━━━━━ SOURCE MATERIAL ━━━━━

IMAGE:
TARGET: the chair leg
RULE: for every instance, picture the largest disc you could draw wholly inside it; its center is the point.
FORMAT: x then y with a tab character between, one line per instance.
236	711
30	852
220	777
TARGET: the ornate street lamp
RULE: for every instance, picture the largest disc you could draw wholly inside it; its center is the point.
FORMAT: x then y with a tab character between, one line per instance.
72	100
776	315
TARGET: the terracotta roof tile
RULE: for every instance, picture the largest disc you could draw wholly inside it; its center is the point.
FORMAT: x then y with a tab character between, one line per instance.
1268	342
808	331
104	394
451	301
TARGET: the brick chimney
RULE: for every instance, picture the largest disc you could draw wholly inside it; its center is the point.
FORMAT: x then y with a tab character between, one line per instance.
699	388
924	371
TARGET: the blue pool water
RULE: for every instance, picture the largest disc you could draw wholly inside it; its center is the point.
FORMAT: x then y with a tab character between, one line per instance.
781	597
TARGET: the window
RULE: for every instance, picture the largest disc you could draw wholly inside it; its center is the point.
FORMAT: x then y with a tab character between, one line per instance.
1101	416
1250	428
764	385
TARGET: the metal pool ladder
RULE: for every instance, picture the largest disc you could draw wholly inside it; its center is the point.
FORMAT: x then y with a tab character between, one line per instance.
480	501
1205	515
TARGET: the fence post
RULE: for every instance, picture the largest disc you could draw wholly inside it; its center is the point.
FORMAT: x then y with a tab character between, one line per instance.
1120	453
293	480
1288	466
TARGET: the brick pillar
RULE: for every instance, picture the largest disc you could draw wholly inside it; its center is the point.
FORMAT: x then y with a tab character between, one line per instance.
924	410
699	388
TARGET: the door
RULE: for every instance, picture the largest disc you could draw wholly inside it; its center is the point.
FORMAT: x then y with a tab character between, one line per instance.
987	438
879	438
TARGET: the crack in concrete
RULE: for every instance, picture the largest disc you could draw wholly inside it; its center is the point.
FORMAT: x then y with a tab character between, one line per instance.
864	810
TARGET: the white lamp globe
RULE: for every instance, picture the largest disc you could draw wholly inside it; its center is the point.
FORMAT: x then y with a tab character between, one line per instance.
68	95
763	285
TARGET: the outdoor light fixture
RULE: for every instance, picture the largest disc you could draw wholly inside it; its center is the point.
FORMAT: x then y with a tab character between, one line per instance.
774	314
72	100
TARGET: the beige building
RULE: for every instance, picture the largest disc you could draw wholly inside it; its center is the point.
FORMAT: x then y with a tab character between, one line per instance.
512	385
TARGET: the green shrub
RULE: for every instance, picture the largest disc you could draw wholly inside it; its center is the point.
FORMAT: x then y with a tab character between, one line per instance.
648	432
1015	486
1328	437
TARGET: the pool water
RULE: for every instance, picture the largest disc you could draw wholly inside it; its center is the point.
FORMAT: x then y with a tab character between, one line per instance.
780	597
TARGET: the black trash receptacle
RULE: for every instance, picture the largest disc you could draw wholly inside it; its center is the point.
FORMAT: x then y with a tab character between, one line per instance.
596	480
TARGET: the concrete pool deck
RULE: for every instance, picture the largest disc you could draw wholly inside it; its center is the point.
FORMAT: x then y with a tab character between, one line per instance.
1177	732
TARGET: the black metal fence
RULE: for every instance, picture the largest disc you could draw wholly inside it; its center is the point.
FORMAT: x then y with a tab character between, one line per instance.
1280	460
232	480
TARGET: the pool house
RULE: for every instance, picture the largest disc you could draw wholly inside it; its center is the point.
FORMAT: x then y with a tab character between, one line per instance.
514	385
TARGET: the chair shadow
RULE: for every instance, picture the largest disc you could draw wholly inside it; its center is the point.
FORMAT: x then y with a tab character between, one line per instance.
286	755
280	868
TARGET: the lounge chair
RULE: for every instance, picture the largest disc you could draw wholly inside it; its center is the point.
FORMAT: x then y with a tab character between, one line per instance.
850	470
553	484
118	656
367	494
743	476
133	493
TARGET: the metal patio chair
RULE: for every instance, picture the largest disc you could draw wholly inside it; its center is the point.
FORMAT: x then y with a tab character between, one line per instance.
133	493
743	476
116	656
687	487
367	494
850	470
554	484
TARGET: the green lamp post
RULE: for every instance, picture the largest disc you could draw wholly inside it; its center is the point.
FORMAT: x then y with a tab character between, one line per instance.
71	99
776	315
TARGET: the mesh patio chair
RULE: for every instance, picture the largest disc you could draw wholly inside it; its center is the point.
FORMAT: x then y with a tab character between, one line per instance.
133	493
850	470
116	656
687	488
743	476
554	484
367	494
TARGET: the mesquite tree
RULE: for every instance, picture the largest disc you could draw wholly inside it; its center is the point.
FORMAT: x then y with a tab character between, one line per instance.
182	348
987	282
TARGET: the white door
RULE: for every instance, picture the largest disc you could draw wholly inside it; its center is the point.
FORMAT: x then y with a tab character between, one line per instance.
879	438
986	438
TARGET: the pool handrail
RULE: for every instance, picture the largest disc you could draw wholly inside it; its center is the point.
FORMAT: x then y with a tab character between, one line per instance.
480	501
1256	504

━━━━━

| PROBLEM STATEMENT |
Repeat only the stretch of lines starting at the one containing "TARGET: the mesquite tree" and running to the final line of the entries above.

| REPLY |
TARGET: the mesquite tree
RULE: for every instance, picture the largest disc you could draw wholly inside it; its center is the point.
FORMAT: x then y with a tab character between, one line per instance.
182	348
987	282
TARGET: the white door
RULE: for every instance, picture the largest disc you could draw wholly inside it; its center is the point.
FORMAT: x then y with a tab character between, one line per instance.
879	438
986	438
TARGET: the pool handrail
RULE: for every instance, picture the largest disc you could draw wholly inside it; its center is the point.
FORMAT: x then y with a tab character between, one line per instance.
480	501
1256	504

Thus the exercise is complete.